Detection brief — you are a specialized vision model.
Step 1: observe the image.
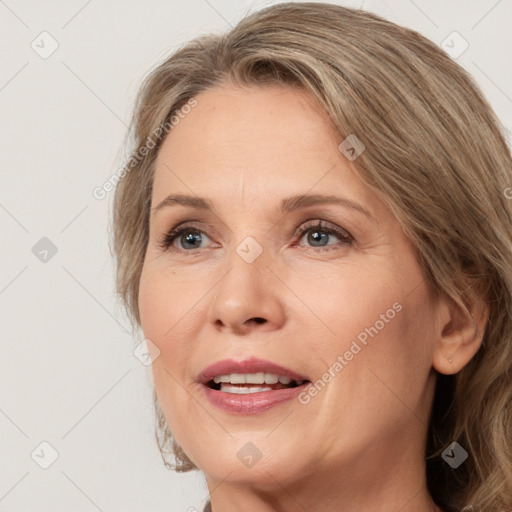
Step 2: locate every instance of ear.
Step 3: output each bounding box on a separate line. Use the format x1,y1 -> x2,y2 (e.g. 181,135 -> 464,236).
432,288 -> 489,375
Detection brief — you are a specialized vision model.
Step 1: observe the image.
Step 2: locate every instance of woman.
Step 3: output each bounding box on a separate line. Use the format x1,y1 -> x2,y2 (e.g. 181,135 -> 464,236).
113,3 -> 512,512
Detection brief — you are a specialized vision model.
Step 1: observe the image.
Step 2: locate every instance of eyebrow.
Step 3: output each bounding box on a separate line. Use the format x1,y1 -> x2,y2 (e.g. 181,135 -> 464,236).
152,194 -> 374,220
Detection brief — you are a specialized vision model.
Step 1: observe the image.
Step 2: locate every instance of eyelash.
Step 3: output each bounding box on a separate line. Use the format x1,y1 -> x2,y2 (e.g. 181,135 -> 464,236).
158,220 -> 354,254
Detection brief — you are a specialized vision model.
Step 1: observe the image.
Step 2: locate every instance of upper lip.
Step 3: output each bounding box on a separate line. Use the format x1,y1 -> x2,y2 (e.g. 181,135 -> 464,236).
197,357 -> 309,384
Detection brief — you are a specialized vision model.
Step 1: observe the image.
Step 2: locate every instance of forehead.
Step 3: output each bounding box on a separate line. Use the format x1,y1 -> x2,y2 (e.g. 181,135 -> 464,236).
153,86 -> 378,214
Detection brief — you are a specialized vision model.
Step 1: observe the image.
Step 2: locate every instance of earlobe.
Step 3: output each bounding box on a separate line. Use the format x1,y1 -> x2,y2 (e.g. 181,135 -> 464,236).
432,294 -> 488,375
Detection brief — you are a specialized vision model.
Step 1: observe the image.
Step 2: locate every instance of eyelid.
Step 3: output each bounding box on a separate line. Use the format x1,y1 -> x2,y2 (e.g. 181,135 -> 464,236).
158,217 -> 355,254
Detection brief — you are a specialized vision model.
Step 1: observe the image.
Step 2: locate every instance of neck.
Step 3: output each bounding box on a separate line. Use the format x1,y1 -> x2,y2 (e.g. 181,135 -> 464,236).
207,452 -> 442,512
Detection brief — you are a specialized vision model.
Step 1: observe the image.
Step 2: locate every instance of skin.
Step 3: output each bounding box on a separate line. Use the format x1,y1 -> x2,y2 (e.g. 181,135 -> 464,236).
139,84 -> 485,512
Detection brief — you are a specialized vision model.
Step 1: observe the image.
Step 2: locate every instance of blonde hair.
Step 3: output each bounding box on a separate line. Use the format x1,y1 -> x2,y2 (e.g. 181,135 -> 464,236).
113,3 -> 512,512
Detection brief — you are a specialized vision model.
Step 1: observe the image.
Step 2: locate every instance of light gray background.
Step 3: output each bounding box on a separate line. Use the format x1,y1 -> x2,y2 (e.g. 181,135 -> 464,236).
0,0 -> 512,512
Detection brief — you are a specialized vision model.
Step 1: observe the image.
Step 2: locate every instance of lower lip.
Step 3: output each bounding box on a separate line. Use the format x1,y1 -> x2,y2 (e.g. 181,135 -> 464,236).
202,382 -> 310,414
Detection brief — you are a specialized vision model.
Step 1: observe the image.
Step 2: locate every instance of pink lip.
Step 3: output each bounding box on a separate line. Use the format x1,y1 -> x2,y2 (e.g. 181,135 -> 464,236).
197,357 -> 309,384
202,382 -> 311,414
197,357 -> 310,414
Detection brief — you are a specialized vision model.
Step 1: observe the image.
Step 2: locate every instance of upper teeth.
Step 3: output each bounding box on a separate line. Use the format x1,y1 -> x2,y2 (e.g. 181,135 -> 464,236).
213,372 -> 304,386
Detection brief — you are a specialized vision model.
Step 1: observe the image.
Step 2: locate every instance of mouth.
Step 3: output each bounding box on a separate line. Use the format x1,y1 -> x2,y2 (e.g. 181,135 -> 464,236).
197,358 -> 311,414
205,372 -> 310,395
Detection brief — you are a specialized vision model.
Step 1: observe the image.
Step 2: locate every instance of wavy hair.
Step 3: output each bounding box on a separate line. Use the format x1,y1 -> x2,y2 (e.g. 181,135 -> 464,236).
112,3 -> 512,512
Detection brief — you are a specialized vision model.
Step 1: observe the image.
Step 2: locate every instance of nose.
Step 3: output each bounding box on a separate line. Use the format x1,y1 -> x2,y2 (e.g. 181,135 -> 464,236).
208,241 -> 286,335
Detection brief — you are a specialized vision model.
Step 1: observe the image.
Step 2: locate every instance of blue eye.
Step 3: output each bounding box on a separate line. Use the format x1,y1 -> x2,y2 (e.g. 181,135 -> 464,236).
159,220 -> 354,253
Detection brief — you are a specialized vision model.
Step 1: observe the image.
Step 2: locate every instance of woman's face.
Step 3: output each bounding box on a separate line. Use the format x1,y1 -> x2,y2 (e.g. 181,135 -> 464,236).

• _Stated exercise_:
Format the listing above as a numbered list, one line per item, dropping blank lines and leaving out the pictures.

• _Finished exercise_:
1. Detection brief — you are a specialized vision model.
2. Step 1: observe the image.
3. Step 2: locate every instance of ear.
4. Step 3: output each bounding box on a separate line. Use the format x1,y1 -> x2,y2 (e.g. 181,135 -> 464,236).
5. 432,288 -> 489,375
6. Detection brief — you are a specialized vision model.
7. Step 1: observe the image.
8. Step 2: locate every instance of woman.
9. Step 3: output each bounding box on a separate line. Use the format x1,y1 -> x2,y2 (e.g. 181,135 -> 464,236).
10. 113,3 -> 512,512
11. Detection brief — you are a specialized vision model.
12. Step 1: observe the image.
13. Step 2: locate every instance of eyebrow.
14. Step 3: output each bounding box on a separate line. Use the format x1,y1 -> x2,y2 (e.g. 181,135 -> 464,236).
15. 152,194 -> 374,220
16. Detection brief — you are a specialized vision model.
17. Step 1: observe the image.
18. Step 2: locate every instance of eyelash.
19. Step 3: output each bounding box on a separate line. Use the format x1,y1 -> x2,y2 (e.g. 181,135 -> 464,236).
20. 158,220 -> 354,254
21. Detection brief — you are a specialized vision model.
22. Step 1: observe the image.
23. Step 2: locate every instance of upper lip.
24. Step 3: output each bounding box on a separate line. Use the format x1,y1 -> x2,y2 (e.g. 181,135 -> 464,236).
25. 197,357 -> 309,384
26. Detection brief — you are a specialized vision model.
27. Step 1: observe the image.
28. Step 2: locate every instance of forehead.
29. Step 3: output each bounding box on a separate line. Use the format x1,y1 -> x2,y2 (e.g. 181,135 -> 464,236).
30. 153,86 -> 378,214
31. Detection brief — you are a specialized vision model.
32. Step 1: observe the image.
33. Step 2: locate every instance of earlobe.
34. Step 3: output each bounding box on a separate line. Use the format x1,y1 -> x2,y2 (e.g. 181,135 -> 464,236).
35. 432,294 -> 488,375
36. Detection brief — you are a specialized vision model.
37. Step 1: observe the image.
38. Step 2: locate every instance of eyelid.
39. Step 3: output each bounding box on a separate line. Use the format x1,y1 -> x2,y2 (e.g. 181,135 -> 464,236).
40. 158,217 -> 355,254
41. Detection brief — you are a specialized vision model.
42. Step 1: observe the image.
43. Step 2: locate every instance of neck.
44. Step 3: output each bounding box on a separate line. Use the format x1,y1 -> x2,y2 (e.g. 181,135 -> 464,236).
45. 207,452 -> 442,512
46. Detection brief — you are a specialized vision model.
47. Step 1: observe the image.
48. Step 2: locate every instance of skin.
49. Step 3: output each bounding box on a separate line. Use the format x1,y1 -> x2,y2 (e.g. 181,135 -> 464,236).
50. 139,84 -> 485,512
51. Detection brief — you are a specialized vision model.
52. Step 1: observe the image.
53. Step 2: locate every instance of blonde hair.
54. Step 3: output each bounding box on a separate line. Use the format x1,y1 -> x2,y2 (e.g. 181,135 -> 464,236).
55. 113,3 -> 512,512
56. Detection brief — you are a specialized vision model.
57. Step 1: observe the image.
58. Step 2: locate every instance of light gray background.
59. Step 3: output each bounding box on a separate line. Use the format x1,y1 -> x2,y2 (e.g. 181,135 -> 464,236).
60. 0,0 -> 512,512
61. Detection brief — you are a specialized vision model.
62. Step 1: observe the image.
63. Step 2: locate every instance of lower lip.
64. Step 3: output each bounding box on a separate line. Use the format x1,y1 -> x2,y2 (e.g. 181,135 -> 464,236).
65. 202,382 -> 310,414
66. Detection brief — you are a specialized vision model.
67. Step 1: observe the image.
68. Step 2: locate every instance of pink lip.
69. Step 3: output each bounding box on a separate line. Use the format x1,y1 -> x2,y2 (e.g. 181,135 -> 464,236).
70. 197,357 -> 309,384
71. 202,382 -> 311,414
72. 197,357 -> 310,414
73. Detection brief — you are a specialized vision model.
74. Step 1: observe the image.
75. Step 2: locate every instance of upper teeth.
76. Step 3: output each bounding box on a separate line. Use the format x1,y1 -> x2,y2 (e.g. 181,135 -> 464,236).
77. 213,372 -> 304,386
78. Detection brief — you are a specialized vision model.
79. Step 1: observe the image.
80. Step 2: locate every instance of mouth.
81. Step 3: output each bounding box on a separate line. Use the format x1,y1 -> x2,y2 (e.g. 181,135 -> 464,236).
82. 197,358 -> 311,414
83. 205,372 -> 310,395
84. Detection brief — you are a specialized vision model.
85. Step 1: observe the image.
86. Step 2: locate every instance of wavy hair.
87. Step 3: output each bounding box on a separate line. Use the format x1,y1 -> x2,y2 (e.g. 181,135 -> 464,236).
88. 112,3 -> 512,512
89. Detection brief — you are a specialized vision model.
90. Step 1: observe the image.
91. Step 2: locate every instance of nose.
92. Step 3: output each bounding box on a separate line. Use the format x1,y1 -> x2,y2 (e.g. 181,135 -> 464,236).
93. 208,241 -> 286,335
94. Detection brief — you are a specialized vision model.
95. Step 1: observe the image.
96. Step 2: locate every instance of blue eye.
97. Step 3: output each bounding box on a separate line. Use the format x1,y1 -> x2,y2 (e.g. 181,135 -> 464,236).
98. 159,220 -> 354,253
99. Detection brief — you are a specialized vision model.
100. Step 1: observe the image.
101. Step 2: locate every instance of woman's face.
102. Step 3: output each bounding box on a separate line. Use the format x1,y1 -> x2,y2 (e.g. 181,135 -> 464,236).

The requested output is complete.